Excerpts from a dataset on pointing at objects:
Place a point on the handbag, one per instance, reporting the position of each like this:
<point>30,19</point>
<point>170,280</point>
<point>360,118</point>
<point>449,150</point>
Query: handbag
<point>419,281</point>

Directive:
Turn every line of the entries above into a numbered list, skipping any blank lines.

Finished exercise:
1. Place a point on the handbag, one per instance, reporting the position of each like this:
2. <point>30,19</point>
3. <point>170,280</point>
4. <point>360,118</point>
5. <point>449,150</point>
6. Query: handbag
7. <point>419,281</point>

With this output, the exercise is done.